(A run of records)
★ ★ ★
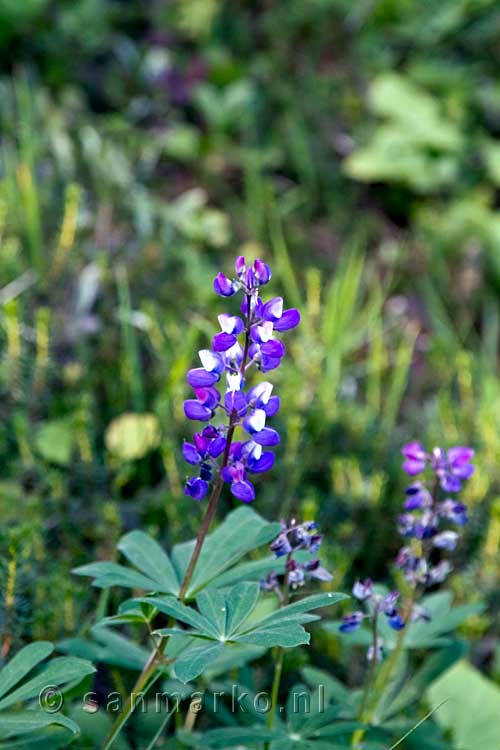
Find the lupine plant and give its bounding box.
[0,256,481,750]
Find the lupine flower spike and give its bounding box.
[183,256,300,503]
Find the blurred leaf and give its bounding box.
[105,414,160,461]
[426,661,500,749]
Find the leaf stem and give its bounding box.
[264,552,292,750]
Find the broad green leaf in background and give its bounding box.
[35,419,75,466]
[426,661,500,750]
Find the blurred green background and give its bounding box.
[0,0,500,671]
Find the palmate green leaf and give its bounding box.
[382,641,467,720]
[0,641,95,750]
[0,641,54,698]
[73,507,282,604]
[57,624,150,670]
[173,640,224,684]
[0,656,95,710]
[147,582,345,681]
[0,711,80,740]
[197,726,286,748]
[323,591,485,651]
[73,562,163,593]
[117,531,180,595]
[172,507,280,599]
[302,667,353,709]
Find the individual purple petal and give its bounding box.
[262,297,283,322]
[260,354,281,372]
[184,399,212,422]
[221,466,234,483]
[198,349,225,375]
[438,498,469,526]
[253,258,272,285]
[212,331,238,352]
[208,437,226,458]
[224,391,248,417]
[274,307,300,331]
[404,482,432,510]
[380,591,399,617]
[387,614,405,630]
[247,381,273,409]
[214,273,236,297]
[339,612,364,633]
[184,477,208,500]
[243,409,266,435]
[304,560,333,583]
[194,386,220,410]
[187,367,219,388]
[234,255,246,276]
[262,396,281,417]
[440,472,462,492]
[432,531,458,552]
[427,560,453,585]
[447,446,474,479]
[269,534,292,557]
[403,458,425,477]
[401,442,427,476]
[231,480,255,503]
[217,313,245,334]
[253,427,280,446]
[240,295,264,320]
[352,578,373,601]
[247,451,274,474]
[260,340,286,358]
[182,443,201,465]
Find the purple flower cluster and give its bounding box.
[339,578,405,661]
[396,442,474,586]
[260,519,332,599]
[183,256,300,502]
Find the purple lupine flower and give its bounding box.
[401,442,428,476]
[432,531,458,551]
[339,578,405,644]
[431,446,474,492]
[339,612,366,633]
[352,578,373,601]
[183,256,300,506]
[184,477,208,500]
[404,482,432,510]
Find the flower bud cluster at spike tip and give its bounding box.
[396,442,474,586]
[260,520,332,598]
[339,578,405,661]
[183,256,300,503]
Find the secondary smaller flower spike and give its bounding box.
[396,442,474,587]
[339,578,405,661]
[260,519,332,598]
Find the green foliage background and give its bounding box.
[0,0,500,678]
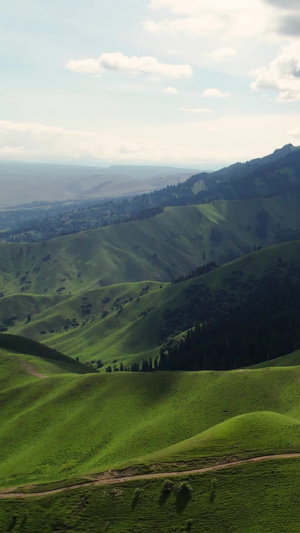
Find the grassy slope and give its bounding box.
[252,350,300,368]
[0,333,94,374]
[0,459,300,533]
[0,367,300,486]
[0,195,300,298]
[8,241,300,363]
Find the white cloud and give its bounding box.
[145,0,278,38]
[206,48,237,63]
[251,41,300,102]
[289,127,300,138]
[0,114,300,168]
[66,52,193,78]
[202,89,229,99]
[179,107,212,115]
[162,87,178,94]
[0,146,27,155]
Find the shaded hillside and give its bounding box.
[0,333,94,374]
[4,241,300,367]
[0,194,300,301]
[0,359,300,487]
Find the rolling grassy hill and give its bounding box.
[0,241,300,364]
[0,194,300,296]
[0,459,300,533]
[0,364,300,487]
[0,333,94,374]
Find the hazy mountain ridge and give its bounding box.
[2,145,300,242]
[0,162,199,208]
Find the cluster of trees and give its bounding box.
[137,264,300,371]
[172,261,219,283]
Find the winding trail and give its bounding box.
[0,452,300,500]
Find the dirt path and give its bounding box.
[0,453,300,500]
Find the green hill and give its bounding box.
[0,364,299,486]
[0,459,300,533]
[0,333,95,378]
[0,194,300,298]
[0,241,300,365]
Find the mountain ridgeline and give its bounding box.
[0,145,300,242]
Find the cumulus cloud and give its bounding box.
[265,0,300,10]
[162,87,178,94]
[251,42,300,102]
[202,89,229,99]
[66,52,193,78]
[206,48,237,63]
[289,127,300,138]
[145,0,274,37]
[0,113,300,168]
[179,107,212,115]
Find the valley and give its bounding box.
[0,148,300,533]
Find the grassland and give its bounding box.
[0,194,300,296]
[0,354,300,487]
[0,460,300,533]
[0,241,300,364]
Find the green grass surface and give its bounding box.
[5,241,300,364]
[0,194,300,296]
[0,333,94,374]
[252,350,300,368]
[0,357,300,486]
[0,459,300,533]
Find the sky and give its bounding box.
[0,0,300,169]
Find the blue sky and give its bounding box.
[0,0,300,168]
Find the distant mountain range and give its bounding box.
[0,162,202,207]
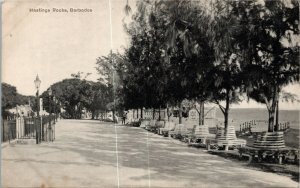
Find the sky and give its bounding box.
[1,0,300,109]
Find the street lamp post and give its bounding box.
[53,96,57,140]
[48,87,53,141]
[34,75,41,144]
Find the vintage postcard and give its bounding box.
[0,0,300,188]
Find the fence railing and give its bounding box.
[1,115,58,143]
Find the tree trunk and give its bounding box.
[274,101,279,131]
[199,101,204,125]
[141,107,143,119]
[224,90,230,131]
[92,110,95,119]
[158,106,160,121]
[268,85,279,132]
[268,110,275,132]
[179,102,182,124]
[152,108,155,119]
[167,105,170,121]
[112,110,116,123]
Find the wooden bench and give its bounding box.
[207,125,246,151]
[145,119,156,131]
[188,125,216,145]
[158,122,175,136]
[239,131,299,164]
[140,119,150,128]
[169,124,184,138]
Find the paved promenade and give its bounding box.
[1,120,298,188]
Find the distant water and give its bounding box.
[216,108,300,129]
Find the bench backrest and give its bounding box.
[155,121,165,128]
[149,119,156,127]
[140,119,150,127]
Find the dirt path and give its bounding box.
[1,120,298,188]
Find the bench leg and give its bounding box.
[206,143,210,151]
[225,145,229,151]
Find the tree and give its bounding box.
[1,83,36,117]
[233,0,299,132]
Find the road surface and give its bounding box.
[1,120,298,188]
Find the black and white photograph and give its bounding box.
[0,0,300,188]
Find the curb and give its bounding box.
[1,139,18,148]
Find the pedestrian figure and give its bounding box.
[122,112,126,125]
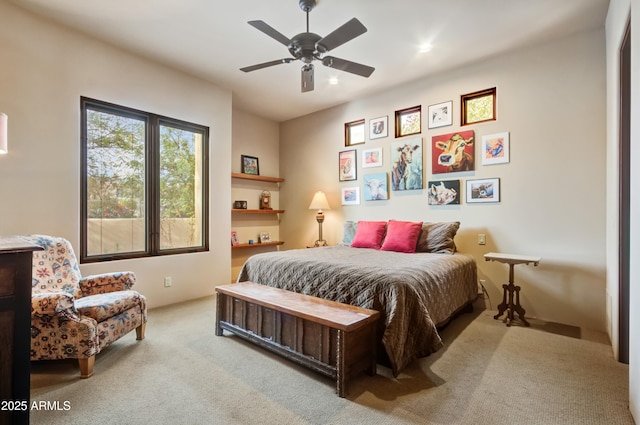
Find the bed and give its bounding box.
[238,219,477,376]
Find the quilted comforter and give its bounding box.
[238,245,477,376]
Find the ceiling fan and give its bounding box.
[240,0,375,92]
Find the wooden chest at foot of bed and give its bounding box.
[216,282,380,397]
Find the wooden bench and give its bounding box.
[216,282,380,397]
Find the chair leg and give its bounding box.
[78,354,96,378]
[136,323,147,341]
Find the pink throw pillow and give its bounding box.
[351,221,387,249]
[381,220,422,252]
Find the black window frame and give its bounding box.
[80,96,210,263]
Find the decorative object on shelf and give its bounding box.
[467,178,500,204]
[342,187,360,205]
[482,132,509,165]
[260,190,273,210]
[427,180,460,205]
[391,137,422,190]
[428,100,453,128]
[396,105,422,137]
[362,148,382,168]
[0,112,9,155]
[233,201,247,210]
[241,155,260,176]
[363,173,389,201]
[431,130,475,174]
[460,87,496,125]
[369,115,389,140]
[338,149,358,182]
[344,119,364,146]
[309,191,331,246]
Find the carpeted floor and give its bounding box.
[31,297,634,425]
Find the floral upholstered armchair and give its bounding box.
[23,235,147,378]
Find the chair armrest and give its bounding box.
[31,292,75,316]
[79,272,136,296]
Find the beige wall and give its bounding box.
★ ★ ★
■ **TASK DETAILS**
Pull out each line of the listing that contains the word "flower", and copy those lines in the order they appear.

■ **SOLVED EXERCISE**
Find the lupine flower spike and give its bounding box.
Find the purple flower cluster and give its bounding box.
Find the purple lupine flower and give its bounding box.
Find the flower bud cluster at spike tip and give its bounding box.
Find the secondary smaller flower spike and give its bounding box.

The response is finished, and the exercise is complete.